PROVIDED TEXT
——

Why Breathe? Silly question. You know- that dying thing. But what I mean here is – why breathe with consciousness, with intention, with volume? Why breathe deeply, deliciously, divinely?
Breathing in a healthy deep manner can help heal your body, mind and spirit. It does this in several ways; cleansing, calming, recalibrating and revitalizing. Here are some principle benefits from learning and practicing a slow deep breath.
The breath is one of the five ways that the body rids itself of toxins. It is beneficial to exhale deeply slowly and completely (not to the point of dizziness or exhaustion) but enough. This will allow the toxins to be removed from the nooks and crannies of the deepest recess of your lungs.
A slow deep breathing rhythm can improve your cardiovascular system, lowering the blood pressure and increasing heart function. It can improve your respiratory system; keeping the ribs flexible will allow the lungs to expand and contract in easy efficient manner, keeping the diaphragm loose and strong. It also invigorates the digestive system. The breath can improve the lymph system increasing your immunity by moving the lymph through the body (another system of detoxification and cleansing.)

——

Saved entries

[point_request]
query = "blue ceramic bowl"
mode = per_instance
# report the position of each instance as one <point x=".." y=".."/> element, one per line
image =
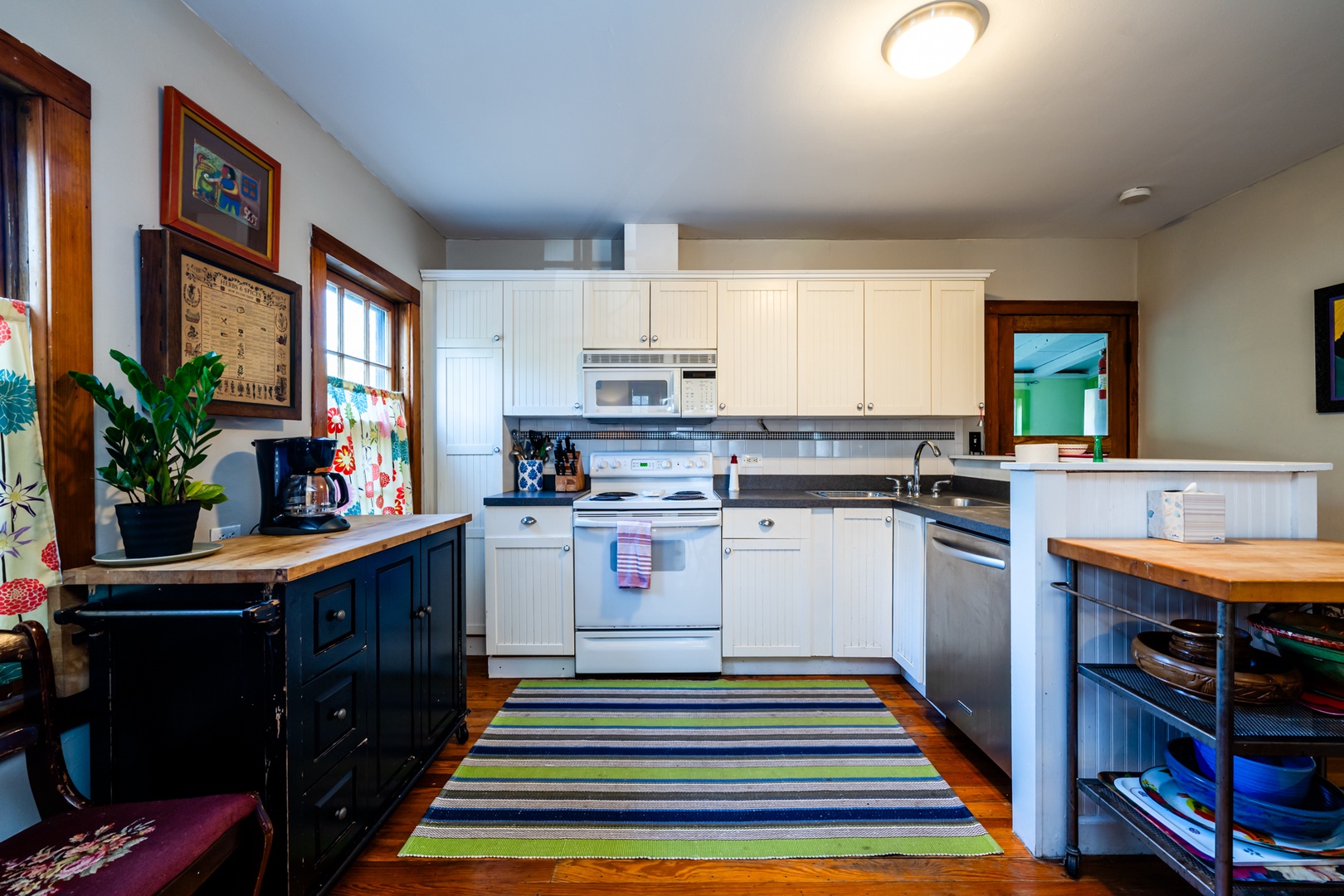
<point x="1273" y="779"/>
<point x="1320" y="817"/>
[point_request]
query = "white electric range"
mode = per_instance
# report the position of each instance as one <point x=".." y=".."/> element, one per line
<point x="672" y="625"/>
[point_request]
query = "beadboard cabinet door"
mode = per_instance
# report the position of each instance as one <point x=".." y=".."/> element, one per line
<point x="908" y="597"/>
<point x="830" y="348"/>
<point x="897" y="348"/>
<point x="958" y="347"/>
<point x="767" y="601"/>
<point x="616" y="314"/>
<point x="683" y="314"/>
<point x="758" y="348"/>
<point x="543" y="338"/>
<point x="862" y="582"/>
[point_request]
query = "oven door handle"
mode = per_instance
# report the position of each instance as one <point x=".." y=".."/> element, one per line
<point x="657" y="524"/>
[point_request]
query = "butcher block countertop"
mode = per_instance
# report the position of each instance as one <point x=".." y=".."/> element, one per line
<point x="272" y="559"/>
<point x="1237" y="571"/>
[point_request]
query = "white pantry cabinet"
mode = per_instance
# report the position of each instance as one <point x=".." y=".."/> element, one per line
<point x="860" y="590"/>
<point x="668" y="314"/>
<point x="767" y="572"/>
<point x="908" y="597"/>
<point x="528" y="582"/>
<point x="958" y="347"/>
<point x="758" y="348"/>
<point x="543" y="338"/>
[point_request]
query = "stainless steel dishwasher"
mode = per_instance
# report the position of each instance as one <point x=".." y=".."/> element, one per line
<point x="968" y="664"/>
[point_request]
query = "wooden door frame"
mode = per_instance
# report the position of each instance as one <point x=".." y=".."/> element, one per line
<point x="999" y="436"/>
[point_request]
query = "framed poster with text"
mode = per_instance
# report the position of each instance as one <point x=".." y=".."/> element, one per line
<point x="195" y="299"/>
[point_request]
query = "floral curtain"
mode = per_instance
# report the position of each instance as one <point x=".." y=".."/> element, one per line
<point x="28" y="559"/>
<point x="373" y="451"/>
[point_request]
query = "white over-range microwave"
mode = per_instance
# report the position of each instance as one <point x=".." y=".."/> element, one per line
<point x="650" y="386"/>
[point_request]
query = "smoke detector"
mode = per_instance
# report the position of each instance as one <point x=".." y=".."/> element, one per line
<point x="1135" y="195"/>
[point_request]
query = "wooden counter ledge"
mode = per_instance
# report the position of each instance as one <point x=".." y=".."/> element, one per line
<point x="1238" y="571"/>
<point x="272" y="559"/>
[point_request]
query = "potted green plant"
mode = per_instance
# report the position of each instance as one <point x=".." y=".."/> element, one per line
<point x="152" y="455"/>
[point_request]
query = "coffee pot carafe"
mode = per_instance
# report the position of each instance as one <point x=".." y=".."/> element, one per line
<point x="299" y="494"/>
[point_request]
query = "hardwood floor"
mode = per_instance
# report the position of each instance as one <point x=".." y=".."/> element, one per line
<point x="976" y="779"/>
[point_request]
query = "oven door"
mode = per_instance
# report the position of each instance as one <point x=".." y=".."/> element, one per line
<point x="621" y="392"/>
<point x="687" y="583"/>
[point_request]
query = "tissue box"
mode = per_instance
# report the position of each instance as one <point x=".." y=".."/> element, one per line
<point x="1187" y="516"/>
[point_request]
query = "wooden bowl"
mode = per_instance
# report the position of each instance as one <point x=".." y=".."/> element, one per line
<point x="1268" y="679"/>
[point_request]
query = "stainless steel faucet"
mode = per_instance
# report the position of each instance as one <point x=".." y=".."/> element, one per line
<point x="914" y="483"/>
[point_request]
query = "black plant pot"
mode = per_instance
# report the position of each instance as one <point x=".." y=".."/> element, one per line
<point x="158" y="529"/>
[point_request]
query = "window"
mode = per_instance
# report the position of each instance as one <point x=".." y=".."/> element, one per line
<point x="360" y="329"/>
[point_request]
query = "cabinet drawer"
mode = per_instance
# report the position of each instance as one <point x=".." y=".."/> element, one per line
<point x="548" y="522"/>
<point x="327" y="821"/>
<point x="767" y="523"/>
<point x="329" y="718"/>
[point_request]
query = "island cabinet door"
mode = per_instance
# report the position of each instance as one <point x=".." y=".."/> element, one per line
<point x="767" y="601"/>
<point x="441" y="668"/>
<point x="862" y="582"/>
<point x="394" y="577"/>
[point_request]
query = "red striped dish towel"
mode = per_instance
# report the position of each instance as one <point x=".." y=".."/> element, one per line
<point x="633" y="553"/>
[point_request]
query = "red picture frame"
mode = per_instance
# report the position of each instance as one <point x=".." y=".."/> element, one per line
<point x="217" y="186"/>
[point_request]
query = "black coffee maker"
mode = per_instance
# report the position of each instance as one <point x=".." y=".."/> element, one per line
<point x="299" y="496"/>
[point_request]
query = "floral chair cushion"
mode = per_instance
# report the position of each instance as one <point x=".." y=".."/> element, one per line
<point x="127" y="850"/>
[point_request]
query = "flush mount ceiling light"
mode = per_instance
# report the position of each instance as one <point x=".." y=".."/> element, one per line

——

TO DO
According to the text on breathing, what are the ways that healthy deep breathing helps heal the body, mind and spirit?

RESPONSE
Cleansing, calming, recalibrating and revitalizing.